Within the records below, reproduce without change the lines from the line that has "positive clicks: (226, 206)" through the line that has "box: [408, 127, 457, 160]", and only those.

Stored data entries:
☆ ☆ ☆ ☆ ☆

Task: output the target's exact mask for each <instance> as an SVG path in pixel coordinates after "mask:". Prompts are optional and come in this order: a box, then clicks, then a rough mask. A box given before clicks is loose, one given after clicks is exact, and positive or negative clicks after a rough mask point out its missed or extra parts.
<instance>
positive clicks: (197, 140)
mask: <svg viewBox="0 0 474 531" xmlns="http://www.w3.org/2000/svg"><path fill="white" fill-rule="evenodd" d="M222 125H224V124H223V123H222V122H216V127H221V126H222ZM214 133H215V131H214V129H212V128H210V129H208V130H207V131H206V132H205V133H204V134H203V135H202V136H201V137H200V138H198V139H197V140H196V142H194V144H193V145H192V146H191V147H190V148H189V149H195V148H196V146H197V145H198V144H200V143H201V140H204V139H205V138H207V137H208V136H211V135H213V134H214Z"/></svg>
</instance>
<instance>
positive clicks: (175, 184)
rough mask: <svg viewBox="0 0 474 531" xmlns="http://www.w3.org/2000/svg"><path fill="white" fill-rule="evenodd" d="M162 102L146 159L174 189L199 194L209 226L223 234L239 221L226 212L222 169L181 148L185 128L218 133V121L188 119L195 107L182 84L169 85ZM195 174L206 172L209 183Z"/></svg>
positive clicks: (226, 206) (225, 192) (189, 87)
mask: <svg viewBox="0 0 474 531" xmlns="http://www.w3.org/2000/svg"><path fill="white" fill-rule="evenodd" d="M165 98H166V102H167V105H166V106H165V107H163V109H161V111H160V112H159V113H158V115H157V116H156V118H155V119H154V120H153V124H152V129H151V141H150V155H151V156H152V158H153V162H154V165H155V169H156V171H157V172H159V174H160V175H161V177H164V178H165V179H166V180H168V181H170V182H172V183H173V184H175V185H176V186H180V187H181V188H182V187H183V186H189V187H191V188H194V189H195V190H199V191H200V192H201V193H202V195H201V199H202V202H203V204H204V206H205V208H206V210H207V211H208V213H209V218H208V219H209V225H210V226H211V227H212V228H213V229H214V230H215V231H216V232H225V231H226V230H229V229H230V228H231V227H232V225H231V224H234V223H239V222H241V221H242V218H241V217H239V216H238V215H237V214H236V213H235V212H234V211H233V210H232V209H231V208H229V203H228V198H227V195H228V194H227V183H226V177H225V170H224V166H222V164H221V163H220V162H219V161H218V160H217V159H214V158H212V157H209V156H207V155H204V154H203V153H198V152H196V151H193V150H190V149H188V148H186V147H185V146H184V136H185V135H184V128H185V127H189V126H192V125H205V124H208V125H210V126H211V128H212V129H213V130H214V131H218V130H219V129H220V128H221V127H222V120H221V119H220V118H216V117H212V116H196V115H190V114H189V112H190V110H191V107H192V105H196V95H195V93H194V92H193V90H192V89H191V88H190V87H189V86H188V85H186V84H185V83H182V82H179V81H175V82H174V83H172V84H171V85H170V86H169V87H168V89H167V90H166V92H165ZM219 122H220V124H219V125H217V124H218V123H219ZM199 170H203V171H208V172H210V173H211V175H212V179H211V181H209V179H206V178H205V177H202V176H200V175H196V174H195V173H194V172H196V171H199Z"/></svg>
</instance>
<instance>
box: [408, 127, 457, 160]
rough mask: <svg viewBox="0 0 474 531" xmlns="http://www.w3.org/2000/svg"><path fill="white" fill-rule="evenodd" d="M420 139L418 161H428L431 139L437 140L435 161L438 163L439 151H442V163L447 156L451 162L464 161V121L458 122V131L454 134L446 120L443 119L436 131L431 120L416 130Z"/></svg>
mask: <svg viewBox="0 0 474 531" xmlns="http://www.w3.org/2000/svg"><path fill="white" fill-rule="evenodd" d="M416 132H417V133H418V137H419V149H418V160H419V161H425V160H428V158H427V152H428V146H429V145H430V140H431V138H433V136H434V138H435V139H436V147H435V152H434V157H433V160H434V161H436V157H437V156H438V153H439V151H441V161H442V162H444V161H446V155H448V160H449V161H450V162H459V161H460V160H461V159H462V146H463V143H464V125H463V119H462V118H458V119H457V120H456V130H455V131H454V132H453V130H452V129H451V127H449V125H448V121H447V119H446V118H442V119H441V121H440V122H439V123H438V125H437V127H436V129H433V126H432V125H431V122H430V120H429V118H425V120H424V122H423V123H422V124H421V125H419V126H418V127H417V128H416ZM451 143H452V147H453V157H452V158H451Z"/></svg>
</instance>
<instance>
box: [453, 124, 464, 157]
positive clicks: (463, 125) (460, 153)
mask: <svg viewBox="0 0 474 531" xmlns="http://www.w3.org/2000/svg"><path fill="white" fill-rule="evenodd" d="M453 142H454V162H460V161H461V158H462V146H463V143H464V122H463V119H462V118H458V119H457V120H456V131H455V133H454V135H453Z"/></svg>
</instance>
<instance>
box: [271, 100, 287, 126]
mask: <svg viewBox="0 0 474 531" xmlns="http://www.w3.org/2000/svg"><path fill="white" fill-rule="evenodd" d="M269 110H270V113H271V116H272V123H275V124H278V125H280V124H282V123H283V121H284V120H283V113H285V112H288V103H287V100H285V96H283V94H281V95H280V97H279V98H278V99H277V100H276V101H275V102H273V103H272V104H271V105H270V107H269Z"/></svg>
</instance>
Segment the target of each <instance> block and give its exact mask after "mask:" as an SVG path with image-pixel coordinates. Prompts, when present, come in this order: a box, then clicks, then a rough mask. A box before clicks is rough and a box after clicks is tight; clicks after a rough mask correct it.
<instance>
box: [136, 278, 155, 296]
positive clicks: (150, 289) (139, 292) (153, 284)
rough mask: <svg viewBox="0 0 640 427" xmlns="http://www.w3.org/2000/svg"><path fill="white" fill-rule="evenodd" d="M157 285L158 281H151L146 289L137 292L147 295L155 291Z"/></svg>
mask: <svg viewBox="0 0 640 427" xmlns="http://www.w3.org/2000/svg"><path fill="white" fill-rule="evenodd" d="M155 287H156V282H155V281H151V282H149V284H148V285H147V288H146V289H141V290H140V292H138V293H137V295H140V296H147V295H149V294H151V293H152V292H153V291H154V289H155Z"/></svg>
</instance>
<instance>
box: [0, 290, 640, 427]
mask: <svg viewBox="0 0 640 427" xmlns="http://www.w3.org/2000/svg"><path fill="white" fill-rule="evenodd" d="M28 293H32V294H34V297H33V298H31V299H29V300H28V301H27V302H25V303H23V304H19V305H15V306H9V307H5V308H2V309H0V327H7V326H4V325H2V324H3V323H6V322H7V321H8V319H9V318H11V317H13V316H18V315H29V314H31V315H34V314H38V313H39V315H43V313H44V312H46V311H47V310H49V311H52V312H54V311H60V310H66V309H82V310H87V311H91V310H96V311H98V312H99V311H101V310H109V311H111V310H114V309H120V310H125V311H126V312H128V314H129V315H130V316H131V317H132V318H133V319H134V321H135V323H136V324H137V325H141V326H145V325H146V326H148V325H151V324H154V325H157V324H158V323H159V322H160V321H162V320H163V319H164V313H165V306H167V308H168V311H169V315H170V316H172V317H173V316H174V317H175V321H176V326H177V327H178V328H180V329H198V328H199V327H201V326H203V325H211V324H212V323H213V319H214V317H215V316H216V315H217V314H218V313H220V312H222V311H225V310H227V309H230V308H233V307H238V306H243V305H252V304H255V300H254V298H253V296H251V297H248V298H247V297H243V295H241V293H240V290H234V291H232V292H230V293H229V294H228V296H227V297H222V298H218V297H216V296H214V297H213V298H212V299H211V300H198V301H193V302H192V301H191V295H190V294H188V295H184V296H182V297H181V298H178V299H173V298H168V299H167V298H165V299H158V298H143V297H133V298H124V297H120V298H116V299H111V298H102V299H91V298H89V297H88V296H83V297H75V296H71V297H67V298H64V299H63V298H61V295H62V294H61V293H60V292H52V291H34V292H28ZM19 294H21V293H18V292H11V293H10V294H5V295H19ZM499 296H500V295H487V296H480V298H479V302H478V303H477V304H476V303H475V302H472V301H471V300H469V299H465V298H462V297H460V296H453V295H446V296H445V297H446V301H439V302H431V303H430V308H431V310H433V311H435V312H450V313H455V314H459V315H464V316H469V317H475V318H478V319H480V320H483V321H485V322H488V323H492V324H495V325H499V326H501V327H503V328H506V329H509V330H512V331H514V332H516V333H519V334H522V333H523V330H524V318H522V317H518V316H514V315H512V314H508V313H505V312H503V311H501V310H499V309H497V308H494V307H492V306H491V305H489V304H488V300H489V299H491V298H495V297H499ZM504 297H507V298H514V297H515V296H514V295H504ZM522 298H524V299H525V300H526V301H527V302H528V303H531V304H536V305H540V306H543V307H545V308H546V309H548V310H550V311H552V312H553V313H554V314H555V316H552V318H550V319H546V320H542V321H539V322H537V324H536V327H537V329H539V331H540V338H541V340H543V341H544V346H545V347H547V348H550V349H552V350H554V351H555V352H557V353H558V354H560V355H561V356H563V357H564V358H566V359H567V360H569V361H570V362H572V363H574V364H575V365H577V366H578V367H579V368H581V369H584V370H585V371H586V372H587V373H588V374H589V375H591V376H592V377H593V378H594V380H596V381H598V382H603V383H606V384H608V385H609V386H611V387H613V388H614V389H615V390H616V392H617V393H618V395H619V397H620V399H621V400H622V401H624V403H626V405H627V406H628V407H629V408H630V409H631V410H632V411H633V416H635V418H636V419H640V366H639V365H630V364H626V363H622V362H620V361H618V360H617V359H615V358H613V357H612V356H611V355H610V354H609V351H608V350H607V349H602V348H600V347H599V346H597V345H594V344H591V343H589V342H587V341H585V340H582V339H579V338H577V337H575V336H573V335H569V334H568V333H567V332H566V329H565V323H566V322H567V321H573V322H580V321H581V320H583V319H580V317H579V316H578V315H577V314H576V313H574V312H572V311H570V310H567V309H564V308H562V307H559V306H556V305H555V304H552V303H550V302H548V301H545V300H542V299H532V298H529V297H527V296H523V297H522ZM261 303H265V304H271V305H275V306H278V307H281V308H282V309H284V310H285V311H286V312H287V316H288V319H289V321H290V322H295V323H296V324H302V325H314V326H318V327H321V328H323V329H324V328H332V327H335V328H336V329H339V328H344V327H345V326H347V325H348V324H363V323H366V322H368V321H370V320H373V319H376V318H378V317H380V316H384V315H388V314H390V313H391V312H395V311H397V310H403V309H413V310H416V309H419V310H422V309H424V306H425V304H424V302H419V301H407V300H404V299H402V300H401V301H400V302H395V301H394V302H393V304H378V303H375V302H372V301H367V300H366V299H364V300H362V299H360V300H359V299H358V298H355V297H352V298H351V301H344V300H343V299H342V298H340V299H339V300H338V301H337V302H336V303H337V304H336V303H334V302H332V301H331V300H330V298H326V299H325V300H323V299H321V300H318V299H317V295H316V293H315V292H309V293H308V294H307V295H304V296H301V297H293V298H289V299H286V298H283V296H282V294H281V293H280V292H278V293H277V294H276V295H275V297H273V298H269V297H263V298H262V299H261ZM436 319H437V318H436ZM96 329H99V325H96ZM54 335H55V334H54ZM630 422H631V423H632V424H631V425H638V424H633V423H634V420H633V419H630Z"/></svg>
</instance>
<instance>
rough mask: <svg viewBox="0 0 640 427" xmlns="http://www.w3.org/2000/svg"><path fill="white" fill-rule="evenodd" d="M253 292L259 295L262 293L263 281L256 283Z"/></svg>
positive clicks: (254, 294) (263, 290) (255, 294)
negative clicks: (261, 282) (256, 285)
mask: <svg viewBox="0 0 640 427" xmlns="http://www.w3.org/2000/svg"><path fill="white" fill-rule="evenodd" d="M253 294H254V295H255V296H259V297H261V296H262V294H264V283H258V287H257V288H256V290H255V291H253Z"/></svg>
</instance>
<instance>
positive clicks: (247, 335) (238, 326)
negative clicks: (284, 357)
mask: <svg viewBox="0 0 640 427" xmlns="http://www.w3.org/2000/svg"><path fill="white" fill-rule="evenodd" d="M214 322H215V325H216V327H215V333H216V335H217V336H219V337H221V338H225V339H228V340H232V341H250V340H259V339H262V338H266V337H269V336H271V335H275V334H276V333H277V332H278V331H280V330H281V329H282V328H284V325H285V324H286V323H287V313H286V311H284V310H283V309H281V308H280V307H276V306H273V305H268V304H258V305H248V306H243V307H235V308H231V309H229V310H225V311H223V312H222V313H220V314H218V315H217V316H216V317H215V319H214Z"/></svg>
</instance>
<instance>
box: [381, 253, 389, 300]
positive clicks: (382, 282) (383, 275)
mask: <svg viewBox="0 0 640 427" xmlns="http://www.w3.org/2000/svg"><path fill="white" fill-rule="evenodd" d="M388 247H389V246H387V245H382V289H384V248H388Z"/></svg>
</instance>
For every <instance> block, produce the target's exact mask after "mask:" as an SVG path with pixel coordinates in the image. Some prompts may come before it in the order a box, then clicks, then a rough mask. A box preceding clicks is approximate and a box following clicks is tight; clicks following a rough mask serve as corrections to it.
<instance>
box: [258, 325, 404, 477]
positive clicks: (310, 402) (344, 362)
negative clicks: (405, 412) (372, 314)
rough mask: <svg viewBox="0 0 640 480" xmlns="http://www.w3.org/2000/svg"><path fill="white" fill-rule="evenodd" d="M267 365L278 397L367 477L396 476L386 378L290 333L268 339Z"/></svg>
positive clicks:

☆ ☆ ☆ ☆ ☆

### Written answer
positive clicks: (226, 206) (225, 192) (189, 87)
mask: <svg viewBox="0 0 474 531" xmlns="http://www.w3.org/2000/svg"><path fill="white" fill-rule="evenodd" d="M165 98H166V102H167V105H166V106H165V107H163V109H161V111H160V112H159V113H158V115H157V116H156V118H155V119H154V120H153V124H152V129H151V141H150V155H151V156H152V158H153V162H154V165H155V169H156V171H157V172H159V174H160V175H161V177H164V178H165V179H166V180H168V181H170V182H172V183H173V184H175V185H176V186H180V187H181V188H182V187H183V186H189V187H191V188H194V189H195V190H199V191H200V192H201V193H202V195H201V199H202V202H203V204H204V206H205V208H206V210H207V211H208V213H209V218H208V219H209V225H210V226H211V227H212V228H213V229H214V230H215V231H216V232H225V231H226V230H229V229H230V228H231V227H232V225H231V224H234V223H239V222H241V221H242V218H241V217H239V216H238V215H237V214H236V213H235V212H234V211H233V210H232V209H231V208H229V203H228V198H227V195H228V194H227V183H226V177H225V170H224V166H222V164H221V163H220V162H219V161H218V160H217V159H214V158H212V157H209V156H207V155H204V154H203V153H198V152H196V151H193V150H190V149H188V148H186V147H185V146H184V136H185V135H184V128H185V127H189V126H192V125H205V124H208V125H210V126H211V128H212V129H213V130H214V131H218V130H219V129H220V128H221V127H222V120H221V119H220V118H216V117H212V116H196V115H190V114H189V112H190V110H191V107H192V105H196V95H195V93H194V92H193V90H192V89H191V88H190V87H189V86H188V85H186V84H185V83H182V82H179V81H175V82H174V83H172V84H171V85H170V86H169V87H168V89H167V90H166V92H165ZM219 122H220V124H219V125H217V124H218V123H219ZM199 170H203V171H208V172H210V173H211V175H212V179H211V181H209V179H206V178H205V177H202V176H200V175H196V174H195V173H194V172H196V171H199Z"/></svg>
</instance>
<instance>
box: [408, 127, 457, 160]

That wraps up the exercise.